▸ TASK TO COMPLETE:
Below are several entries. Transcribe exactly those lines that fall from the one with "Query: donkey's head" through the one with "written like [400,304].", end lines included.

-.-.-

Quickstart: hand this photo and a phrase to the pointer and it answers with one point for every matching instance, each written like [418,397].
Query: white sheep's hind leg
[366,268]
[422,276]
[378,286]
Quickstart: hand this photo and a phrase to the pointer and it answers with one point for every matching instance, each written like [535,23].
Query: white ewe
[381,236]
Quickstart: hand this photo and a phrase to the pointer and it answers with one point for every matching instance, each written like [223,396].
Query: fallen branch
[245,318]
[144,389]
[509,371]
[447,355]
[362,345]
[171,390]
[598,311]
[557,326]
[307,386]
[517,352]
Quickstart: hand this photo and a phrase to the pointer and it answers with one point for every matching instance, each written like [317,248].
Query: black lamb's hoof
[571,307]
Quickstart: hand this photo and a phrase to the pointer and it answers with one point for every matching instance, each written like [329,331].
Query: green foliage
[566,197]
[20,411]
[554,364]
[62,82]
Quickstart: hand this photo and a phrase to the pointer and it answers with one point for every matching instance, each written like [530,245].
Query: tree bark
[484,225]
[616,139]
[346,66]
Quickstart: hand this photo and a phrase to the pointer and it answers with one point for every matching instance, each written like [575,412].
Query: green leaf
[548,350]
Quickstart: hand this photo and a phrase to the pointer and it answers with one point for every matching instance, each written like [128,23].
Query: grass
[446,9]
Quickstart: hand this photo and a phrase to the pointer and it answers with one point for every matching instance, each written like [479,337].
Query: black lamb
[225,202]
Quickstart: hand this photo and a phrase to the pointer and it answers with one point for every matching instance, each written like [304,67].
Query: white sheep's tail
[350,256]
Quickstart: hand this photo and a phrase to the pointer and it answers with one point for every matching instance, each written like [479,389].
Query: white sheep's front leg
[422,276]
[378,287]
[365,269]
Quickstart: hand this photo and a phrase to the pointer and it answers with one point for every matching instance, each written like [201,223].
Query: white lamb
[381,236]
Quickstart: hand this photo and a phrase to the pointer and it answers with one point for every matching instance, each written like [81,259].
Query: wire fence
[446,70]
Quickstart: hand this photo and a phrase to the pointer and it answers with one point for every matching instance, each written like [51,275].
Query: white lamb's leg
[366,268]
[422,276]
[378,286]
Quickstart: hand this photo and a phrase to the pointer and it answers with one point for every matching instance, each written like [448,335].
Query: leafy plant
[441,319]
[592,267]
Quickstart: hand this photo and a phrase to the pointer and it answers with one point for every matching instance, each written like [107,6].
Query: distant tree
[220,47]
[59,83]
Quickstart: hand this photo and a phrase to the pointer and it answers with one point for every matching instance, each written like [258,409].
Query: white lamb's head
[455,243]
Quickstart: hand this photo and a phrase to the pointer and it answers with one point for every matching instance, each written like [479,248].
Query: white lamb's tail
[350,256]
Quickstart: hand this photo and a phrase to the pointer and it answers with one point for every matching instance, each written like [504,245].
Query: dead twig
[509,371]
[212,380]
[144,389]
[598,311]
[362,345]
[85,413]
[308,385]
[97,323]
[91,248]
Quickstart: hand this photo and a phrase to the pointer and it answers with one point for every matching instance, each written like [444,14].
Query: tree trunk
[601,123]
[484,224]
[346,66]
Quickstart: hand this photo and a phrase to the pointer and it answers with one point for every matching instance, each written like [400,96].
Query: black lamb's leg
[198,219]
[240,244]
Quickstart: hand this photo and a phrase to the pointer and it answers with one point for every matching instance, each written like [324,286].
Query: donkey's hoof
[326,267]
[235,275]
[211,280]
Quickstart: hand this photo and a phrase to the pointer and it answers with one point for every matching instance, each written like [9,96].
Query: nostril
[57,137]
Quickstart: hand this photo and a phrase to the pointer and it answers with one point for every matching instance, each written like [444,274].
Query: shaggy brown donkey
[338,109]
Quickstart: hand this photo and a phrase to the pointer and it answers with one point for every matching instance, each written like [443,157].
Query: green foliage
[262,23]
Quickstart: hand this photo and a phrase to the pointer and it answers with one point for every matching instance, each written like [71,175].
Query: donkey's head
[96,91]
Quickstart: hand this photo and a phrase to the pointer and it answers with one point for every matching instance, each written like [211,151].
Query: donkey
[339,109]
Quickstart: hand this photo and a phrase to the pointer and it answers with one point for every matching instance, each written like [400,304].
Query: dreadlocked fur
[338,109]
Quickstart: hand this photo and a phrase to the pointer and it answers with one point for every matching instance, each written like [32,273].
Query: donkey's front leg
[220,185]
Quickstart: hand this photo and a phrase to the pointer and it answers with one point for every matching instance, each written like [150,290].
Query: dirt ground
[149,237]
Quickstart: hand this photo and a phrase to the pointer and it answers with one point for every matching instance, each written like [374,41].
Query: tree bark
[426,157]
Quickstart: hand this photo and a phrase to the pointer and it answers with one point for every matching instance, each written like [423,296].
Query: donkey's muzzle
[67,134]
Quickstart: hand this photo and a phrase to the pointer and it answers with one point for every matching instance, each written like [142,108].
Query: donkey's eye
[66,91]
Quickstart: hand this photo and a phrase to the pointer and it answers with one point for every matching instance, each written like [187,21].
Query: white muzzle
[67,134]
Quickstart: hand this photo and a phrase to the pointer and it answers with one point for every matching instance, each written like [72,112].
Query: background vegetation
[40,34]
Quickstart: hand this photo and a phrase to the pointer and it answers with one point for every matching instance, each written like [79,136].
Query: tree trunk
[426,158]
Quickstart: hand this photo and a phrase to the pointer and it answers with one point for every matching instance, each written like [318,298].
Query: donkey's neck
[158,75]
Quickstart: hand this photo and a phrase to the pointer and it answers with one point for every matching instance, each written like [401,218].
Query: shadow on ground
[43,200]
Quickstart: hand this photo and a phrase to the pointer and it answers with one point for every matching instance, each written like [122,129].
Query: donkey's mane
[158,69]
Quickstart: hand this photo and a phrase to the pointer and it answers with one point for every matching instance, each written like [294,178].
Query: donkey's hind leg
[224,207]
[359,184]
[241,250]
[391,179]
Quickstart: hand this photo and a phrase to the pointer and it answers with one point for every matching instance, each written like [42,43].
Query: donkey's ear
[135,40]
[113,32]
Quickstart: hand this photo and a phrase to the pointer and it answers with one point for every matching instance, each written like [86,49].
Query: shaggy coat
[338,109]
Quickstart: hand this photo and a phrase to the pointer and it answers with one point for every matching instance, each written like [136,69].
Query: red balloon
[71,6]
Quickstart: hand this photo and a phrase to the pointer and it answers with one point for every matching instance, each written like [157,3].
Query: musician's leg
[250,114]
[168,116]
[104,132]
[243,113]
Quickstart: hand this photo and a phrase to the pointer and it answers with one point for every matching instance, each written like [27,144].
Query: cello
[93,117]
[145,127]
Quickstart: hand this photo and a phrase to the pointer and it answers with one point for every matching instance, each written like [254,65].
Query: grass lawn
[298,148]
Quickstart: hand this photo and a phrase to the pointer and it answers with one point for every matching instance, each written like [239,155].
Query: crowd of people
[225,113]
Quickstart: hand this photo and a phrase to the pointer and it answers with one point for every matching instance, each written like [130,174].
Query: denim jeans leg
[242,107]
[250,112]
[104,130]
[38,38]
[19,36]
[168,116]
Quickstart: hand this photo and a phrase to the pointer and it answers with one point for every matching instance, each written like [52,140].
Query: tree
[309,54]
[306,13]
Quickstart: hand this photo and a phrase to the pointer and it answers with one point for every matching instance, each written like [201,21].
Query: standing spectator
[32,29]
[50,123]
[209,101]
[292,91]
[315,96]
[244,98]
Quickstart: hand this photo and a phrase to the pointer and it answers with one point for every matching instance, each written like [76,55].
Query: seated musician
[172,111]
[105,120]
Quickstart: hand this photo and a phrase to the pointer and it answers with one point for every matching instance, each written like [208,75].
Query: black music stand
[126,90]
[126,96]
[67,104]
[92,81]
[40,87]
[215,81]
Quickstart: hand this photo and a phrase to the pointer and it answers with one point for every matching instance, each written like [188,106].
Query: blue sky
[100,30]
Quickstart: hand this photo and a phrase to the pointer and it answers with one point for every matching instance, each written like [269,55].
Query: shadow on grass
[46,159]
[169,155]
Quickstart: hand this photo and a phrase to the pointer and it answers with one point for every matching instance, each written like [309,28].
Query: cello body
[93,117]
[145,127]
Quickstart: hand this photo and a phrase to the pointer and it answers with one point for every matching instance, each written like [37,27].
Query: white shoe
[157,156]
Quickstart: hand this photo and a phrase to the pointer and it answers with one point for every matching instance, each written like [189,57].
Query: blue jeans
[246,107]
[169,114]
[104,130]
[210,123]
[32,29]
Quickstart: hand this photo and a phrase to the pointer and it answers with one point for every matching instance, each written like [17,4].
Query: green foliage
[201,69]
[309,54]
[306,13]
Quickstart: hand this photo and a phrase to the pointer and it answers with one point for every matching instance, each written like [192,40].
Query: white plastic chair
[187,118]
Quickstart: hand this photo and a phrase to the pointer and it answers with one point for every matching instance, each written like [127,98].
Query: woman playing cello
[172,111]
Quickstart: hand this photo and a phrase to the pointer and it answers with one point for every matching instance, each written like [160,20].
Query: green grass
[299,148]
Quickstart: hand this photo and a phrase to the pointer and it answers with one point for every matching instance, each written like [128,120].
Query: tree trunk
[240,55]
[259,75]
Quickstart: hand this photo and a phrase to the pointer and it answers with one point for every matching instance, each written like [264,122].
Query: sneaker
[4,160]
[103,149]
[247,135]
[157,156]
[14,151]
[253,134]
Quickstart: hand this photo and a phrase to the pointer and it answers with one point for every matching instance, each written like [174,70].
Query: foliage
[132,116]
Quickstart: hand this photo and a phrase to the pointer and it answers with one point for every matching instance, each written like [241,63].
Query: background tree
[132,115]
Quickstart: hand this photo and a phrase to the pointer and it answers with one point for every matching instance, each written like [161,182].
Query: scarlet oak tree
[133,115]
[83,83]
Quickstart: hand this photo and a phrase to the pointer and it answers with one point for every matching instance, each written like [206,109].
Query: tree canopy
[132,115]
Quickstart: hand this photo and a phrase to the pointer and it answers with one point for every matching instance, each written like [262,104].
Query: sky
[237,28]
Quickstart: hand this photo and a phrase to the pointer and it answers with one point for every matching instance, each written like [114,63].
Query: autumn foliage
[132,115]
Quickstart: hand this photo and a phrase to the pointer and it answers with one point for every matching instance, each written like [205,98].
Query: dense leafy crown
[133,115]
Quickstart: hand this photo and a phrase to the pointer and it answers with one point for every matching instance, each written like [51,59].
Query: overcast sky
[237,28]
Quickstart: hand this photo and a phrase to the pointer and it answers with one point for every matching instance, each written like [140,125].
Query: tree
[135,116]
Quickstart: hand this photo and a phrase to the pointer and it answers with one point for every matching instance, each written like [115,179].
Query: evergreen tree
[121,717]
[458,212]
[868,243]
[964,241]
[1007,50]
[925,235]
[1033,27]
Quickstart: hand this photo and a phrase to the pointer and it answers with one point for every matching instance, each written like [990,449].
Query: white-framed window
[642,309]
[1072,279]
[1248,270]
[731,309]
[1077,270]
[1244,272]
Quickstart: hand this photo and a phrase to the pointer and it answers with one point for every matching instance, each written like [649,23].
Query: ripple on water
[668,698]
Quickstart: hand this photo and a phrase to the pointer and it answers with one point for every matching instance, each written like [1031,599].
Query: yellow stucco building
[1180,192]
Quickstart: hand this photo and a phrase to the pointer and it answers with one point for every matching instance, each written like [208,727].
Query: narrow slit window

-.-.-

▸ SOLUTION FOR THIS EXERCISE:
Query: donkey's head
[96,91]
Quickstart: hand this photo and a phrase to the pointer and it answers with one point for every matching instance, each written like [211,151].
Query: donkey
[339,109]
Quickstart: hand this photo and a phrase to the pointer and it answers with one point for every matching instance, each written like [400,304].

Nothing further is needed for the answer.